Concerning microstructure, samples were characterized in terms of density, the total (P_T) and interconnected (P_i) porosity, using Archimedes’ method (ASTM Standard-C373-14 (2014)). On the other hand, additional details about porosity have been obtained by images analyses (IA), performed along a longitudinal cross section in each cylinder, using an optical microscope Nikon Epiphot (Nikon, Tokyo, Japan) coupled with a camera Jenoptik Progres C3 (Jenoptik, Jena, Germany), as well as a suitable analysis software (Image-ProPlus 6.2, Mediacibernetic, Bethesda, MD, USA). To perform this study, previously cut samples were first embedded in bakelite and, then, prepared following standard procedure for metallography studies followed by a mechanic-chemical polishing with magnesium oxide and hydrogen peroxide. The porosity study was performed with 10 images of 5× and 20× for each processing condition and at the three zones of the longitudinal cross section of the cylinders. Furthermore, surface roughness at the flat area (longitudinal cross section), the arithmetical mean deviation (S_a) and the root mean square height (S_q) were evaluated, using the images obtained with a confocal laser microscope (SENSOSAR S Neox, Leica, Wetzlar, Germany). In addition, a more detailed study (higher magnification) of the morphology and roughness of the pore walls obtained in the three identified areas, has been carried out by FEI TENEO field emission scanning electron microscope, operating at 15 kV (FEI, Eindhoven, The Netherlands).

## [Entries supplied]

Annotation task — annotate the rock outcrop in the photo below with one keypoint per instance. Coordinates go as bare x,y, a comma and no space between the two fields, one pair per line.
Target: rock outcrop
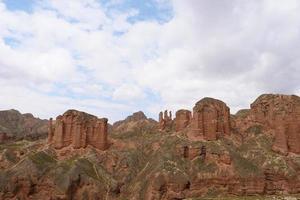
183,119
282,114
211,119
78,129
165,120
19,126
137,122
3,137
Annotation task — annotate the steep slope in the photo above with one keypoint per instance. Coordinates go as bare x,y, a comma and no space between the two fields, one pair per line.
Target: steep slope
145,162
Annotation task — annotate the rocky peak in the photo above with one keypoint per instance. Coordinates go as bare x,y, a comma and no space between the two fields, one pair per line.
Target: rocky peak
282,114
211,118
136,116
78,129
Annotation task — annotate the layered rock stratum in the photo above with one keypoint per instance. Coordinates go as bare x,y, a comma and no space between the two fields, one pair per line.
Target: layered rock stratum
204,153
17,126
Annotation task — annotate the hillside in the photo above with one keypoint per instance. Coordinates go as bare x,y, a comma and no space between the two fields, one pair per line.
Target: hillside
221,155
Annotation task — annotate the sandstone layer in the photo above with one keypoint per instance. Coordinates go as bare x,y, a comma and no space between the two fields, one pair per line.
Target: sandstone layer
78,129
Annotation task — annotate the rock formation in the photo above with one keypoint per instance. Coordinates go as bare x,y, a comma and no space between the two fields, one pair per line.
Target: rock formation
3,137
165,120
137,122
282,114
183,119
78,129
211,119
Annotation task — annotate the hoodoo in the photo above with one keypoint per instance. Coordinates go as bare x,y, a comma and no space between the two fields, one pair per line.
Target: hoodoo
78,129
282,114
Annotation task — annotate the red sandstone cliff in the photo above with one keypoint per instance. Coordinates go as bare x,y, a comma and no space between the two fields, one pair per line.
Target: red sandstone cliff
78,129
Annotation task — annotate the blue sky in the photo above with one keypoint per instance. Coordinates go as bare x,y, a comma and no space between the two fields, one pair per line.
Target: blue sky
112,58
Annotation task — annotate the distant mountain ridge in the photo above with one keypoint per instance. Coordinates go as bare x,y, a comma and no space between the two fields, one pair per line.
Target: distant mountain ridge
22,126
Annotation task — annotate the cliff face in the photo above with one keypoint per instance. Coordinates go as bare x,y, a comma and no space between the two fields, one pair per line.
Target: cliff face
22,126
211,118
205,153
78,129
282,114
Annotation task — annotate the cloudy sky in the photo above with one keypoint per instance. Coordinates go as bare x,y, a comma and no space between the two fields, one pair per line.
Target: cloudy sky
113,57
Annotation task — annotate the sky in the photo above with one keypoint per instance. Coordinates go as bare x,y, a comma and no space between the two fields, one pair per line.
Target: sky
111,58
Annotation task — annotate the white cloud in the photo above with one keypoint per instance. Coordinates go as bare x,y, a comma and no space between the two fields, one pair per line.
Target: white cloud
81,54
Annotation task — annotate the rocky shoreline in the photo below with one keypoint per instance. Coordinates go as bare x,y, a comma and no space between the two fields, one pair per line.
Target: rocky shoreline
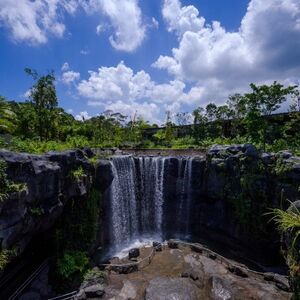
231,187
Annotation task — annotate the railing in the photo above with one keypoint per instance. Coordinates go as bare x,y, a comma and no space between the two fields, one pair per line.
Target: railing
23,286
139,264
68,296
223,260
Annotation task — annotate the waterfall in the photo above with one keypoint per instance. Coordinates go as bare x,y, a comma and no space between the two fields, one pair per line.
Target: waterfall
124,223
136,194
184,182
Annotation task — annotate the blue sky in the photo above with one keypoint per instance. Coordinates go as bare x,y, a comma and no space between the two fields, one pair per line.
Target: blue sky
147,56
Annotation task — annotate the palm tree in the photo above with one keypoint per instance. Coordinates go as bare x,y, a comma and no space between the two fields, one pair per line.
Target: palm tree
7,117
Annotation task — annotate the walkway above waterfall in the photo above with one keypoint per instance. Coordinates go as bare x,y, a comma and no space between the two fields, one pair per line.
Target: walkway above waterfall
165,152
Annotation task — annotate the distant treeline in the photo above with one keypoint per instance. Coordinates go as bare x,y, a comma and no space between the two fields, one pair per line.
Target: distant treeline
39,124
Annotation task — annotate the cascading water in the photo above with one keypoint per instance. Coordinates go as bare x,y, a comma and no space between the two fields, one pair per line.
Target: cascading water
137,196
184,192
124,223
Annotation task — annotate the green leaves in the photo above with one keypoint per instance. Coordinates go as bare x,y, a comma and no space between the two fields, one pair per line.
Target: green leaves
7,117
72,262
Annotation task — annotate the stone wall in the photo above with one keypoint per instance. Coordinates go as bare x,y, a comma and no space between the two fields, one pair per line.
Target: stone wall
50,184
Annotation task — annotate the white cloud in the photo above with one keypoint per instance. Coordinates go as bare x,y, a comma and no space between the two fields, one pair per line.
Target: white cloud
181,19
34,21
83,115
125,17
219,62
70,76
100,28
65,67
84,51
121,89
155,23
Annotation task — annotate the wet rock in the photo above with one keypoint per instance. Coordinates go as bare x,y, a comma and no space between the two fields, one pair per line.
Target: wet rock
128,291
81,295
171,288
285,154
212,256
48,188
134,253
30,296
220,289
126,269
103,174
238,271
196,248
172,244
157,246
94,291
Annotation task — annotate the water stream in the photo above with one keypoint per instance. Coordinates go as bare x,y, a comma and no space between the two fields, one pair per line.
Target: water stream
137,198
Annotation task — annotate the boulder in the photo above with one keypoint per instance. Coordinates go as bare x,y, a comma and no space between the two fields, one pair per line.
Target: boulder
171,288
157,246
134,253
94,291
172,244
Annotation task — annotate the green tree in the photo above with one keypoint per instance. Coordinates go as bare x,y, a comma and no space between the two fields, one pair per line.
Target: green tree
43,98
26,119
7,117
237,105
199,124
261,102
214,127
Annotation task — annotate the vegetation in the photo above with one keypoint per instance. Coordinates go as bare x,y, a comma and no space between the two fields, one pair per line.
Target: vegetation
75,235
77,174
38,125
288,223
70,263
6,256
6,186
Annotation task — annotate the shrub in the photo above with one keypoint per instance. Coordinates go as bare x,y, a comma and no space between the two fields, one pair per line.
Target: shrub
71,262
77,174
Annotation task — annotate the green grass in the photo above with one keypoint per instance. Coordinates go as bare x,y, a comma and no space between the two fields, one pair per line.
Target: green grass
287,221
77,174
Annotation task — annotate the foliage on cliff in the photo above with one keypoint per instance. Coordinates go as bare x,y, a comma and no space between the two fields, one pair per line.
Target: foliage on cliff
7,186
39,125
288,223
74,237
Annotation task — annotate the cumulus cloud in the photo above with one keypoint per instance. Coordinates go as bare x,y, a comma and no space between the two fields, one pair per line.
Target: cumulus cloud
121,89
264,48
181,19
33,21
84,51
70,76
65,67
125,17
83,115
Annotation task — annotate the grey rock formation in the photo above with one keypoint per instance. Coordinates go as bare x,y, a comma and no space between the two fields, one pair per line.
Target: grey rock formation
171,289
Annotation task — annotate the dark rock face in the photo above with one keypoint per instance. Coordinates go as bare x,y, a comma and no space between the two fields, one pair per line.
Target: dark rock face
230,187
134,253
49,185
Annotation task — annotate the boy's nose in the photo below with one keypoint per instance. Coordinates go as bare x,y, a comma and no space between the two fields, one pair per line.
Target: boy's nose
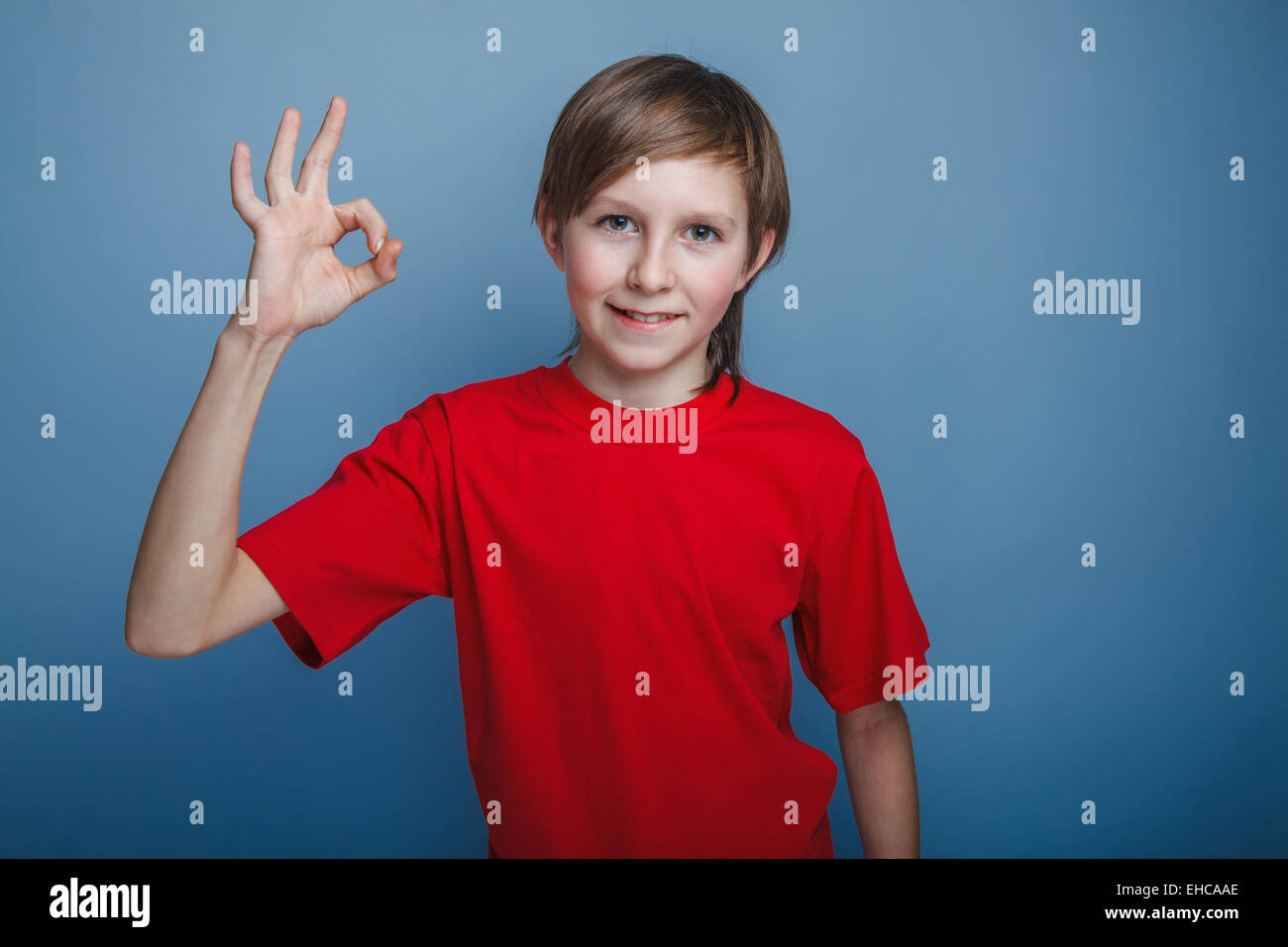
652,269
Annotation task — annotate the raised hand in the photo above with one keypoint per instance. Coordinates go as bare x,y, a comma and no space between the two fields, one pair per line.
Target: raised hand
299,279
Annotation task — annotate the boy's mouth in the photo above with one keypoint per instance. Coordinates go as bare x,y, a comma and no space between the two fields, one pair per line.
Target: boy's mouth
640,318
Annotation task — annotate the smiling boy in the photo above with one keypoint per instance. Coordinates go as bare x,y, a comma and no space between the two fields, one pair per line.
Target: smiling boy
618,603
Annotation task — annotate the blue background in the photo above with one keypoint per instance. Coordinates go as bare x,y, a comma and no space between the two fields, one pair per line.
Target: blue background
1108,684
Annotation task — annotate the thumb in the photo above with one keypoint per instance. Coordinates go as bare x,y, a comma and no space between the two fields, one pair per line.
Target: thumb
380,269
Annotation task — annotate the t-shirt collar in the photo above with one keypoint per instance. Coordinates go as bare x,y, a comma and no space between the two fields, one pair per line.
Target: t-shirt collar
575,401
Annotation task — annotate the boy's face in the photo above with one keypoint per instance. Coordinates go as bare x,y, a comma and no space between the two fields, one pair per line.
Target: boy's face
674,244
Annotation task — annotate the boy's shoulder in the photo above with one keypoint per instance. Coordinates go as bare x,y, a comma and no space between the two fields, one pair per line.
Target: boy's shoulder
807,428
484,394
760,412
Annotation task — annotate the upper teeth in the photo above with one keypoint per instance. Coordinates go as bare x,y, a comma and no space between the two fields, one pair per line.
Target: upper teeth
640,317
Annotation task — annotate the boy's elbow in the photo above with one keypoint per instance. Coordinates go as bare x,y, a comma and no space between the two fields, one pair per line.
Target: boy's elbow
870,715
141,642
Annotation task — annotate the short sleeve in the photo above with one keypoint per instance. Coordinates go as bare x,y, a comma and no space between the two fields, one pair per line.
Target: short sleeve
361,548
855,616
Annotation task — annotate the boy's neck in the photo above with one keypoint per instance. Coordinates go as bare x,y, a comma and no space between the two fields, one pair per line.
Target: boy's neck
666,386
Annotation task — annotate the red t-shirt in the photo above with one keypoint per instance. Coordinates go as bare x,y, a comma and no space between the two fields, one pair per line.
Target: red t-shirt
623,669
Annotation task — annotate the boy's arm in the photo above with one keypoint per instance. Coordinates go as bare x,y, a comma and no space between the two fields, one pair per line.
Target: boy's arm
295,282
876,748
174,608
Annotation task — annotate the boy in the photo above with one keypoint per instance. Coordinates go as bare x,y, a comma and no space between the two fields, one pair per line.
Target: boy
622,535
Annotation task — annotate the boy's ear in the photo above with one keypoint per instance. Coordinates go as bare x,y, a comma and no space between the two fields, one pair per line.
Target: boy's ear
767,244
548,234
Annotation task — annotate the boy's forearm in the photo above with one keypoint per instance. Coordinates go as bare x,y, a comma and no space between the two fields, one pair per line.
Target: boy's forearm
197,500
876,748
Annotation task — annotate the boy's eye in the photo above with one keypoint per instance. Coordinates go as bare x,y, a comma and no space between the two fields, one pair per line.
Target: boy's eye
706,235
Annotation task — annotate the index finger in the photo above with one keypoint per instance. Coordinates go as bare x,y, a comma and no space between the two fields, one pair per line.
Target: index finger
317,162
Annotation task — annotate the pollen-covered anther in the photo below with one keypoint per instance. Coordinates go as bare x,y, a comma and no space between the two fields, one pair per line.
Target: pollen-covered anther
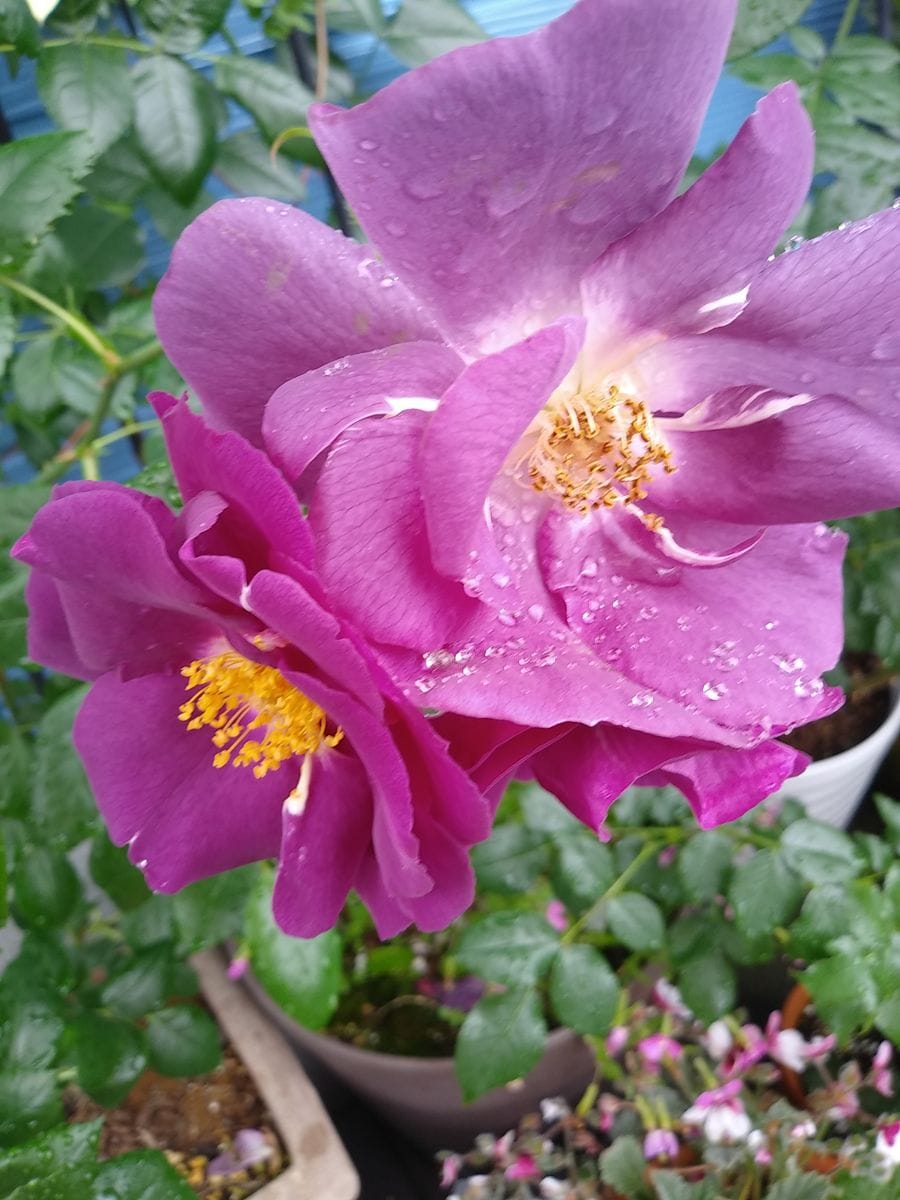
234,697
597,450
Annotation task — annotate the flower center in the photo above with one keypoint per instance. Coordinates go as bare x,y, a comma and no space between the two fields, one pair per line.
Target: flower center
234,696
594,450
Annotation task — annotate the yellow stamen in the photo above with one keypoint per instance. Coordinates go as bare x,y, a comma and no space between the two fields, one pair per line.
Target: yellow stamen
234,696
595,450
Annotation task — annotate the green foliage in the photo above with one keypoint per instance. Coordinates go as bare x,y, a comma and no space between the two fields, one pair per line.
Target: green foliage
501,1039
303,976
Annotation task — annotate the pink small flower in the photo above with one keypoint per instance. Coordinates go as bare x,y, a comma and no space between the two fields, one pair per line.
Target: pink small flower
555,912
887,1144
450,1170
616,1041
657,1049
523,1168
882,1079
238,967
660,1144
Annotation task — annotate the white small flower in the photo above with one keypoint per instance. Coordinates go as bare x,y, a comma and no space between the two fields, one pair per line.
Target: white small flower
718,1039
555,1109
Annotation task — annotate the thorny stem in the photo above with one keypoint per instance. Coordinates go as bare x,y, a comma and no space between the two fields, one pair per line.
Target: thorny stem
615,888
85,334
321,51
89,441
310,78
815,99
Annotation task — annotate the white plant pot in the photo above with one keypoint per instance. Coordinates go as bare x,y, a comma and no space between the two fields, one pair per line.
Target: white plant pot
831,790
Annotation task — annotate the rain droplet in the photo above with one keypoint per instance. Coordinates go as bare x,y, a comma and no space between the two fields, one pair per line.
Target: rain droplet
437,659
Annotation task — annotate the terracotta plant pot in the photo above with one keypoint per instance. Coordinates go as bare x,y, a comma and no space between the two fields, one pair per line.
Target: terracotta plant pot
421,1097
318,1164
832,789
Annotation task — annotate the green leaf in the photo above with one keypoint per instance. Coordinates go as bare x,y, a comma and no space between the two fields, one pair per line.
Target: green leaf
175,124
65,1149
39,178
823,917
87,88
583,989
583,869
544,813
247,168
508,947
636,922
622,1167
862,76
111,870
7,329
150,923
29,1103
501,1039
119,175
708,985
765,893
141,985
61,805
18,27
183,1041
703,865
29,1036
511,859
301,975
45,887
844,993
55,371
108,1057
820,852
102,250
181,28
424,29
274,99
211,911
799,1187
141,1175
760,22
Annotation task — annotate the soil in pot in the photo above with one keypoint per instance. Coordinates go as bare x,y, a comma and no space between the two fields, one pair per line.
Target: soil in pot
864,712
193,1121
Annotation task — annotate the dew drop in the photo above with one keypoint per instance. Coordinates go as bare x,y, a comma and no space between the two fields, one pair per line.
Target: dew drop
437,659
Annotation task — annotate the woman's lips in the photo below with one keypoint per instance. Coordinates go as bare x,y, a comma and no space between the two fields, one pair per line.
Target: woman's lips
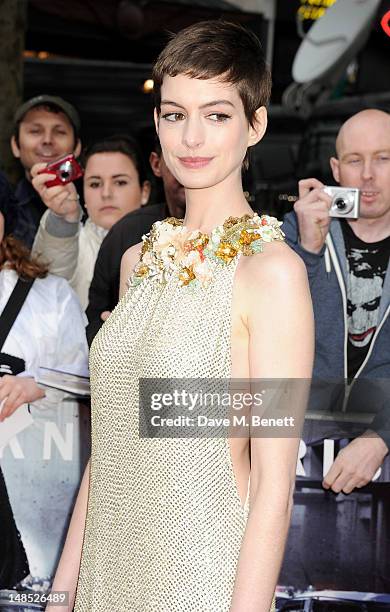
195,162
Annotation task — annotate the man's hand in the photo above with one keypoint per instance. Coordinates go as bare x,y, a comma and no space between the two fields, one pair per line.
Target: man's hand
312,210
15,391
63,200
356,464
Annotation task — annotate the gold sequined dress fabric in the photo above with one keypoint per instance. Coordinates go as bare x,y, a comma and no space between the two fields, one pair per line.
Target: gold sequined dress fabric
165,521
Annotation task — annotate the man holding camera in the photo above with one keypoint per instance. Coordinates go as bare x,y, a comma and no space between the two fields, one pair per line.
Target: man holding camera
347,264
46,128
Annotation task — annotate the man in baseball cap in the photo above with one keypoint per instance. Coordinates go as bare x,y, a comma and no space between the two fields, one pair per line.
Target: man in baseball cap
45,129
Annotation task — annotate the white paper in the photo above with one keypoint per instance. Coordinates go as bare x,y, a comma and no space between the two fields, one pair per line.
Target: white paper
14,424
65,381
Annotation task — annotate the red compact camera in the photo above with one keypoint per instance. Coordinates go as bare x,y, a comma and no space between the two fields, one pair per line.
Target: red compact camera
66,170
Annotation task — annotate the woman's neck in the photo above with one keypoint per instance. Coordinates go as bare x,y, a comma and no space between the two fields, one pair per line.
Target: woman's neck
209,207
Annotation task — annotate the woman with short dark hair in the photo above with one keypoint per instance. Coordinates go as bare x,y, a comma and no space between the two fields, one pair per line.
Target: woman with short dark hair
184,519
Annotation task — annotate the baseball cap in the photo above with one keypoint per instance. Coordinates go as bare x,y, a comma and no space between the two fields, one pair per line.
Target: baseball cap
64,106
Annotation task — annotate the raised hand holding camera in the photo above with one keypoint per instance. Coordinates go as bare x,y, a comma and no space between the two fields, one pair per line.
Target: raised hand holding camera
53,183
345,202
312,210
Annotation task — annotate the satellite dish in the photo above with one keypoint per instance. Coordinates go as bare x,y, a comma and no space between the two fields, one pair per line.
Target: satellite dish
333,41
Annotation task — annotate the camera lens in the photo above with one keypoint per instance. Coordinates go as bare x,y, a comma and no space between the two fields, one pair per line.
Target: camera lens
65,171
340,203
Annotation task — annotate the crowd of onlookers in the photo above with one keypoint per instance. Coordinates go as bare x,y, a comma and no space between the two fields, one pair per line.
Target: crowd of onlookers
49,244
61,250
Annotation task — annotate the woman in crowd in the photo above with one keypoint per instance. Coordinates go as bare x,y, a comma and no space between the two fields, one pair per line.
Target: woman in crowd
41,324
115,183
194,523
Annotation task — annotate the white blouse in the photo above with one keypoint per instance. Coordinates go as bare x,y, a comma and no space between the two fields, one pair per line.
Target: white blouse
50,329
42,464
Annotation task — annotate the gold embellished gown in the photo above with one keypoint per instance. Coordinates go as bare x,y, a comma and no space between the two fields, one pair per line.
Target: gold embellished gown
165,521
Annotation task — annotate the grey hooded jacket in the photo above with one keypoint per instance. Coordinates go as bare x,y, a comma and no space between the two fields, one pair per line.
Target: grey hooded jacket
369,391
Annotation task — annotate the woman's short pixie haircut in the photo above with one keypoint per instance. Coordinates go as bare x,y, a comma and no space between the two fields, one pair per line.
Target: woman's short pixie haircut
217,50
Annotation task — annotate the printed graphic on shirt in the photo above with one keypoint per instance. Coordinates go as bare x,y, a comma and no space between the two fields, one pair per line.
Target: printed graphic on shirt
366,276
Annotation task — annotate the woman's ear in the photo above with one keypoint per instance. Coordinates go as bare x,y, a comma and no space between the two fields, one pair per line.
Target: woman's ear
257,130
335,166
156,116
77,148
15,147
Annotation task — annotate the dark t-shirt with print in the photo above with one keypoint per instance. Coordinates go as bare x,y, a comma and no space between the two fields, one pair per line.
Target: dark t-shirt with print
367,265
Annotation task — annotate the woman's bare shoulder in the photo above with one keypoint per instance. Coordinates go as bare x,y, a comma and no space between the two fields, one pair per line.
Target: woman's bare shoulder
277,262
129,260
131,257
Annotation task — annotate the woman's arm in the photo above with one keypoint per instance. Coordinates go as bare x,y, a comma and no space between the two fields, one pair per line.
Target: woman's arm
277,312
68,568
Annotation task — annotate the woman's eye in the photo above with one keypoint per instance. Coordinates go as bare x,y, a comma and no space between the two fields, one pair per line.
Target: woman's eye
173,117
218,117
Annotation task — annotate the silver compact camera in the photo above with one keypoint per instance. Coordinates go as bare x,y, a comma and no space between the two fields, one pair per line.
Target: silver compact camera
345,202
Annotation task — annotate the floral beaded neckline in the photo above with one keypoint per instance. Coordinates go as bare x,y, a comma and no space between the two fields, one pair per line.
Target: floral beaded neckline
171,249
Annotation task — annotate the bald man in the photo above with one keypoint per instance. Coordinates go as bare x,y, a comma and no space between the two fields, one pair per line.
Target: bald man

## [Task instructions]
A. Name every city, with its country, where the methods passage on sample characterization places a manufacturer of the equipment or software used.
B. Using the methods passage on sample characterization, decide whether each statement agrees with it. Answer yes or no, and quote the words that decide it.
(i) Each processing condition had 10 images taken at 5× and 20× for the porosity study.
(ii) The field emission scanning electron microscope was run at 20 kV.
(iii) The surface roughness values were obtained from optical microscope images.

## [The solutions]
A.
Tokyo, Japan
Jena, Germany
Bethesda, MD, USA
Wetzlar, Germany
Eindhoven, The Netherlands

B.
(i) Yes: "The porosity study was performed with 10 images of 5× and 20× for each processing condition"
(ii) No: "operating at 15 kV"
(iii) No: "using the images obtained with a confocal laser microscope"